Items drawn from a data source:
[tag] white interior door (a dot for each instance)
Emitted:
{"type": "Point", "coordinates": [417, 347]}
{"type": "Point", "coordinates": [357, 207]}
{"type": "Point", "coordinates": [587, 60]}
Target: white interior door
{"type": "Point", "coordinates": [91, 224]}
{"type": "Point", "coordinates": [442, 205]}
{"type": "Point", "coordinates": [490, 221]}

* * *

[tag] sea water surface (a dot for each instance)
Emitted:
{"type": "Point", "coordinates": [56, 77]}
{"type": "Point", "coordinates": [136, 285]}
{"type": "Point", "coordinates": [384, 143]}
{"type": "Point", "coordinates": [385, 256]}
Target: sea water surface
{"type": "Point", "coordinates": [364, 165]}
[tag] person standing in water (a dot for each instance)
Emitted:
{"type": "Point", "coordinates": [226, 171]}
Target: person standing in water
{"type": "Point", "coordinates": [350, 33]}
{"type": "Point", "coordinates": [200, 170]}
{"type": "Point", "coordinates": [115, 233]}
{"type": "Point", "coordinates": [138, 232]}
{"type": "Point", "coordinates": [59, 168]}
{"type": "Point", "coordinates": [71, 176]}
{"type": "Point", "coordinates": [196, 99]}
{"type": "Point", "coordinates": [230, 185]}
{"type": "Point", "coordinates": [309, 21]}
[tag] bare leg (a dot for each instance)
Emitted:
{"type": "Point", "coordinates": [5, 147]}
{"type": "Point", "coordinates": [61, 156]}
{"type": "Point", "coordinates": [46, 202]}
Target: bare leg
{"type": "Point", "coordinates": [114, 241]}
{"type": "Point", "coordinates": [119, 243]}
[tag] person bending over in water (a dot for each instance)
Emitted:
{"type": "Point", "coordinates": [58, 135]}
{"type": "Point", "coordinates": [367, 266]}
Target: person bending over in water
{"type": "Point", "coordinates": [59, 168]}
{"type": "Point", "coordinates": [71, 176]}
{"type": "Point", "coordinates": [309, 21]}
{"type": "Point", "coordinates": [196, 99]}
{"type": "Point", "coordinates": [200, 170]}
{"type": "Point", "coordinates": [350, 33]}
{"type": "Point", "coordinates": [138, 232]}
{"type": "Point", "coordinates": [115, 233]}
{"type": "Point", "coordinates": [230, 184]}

§ **Goal of the exercise**
Please gather every line of the items above that contains the string "door". Case counts, so match uppercase and lowercase letters exactly.

§ **Correct output**
[tag] white interior door (a dot for each instance)
Target: white interior door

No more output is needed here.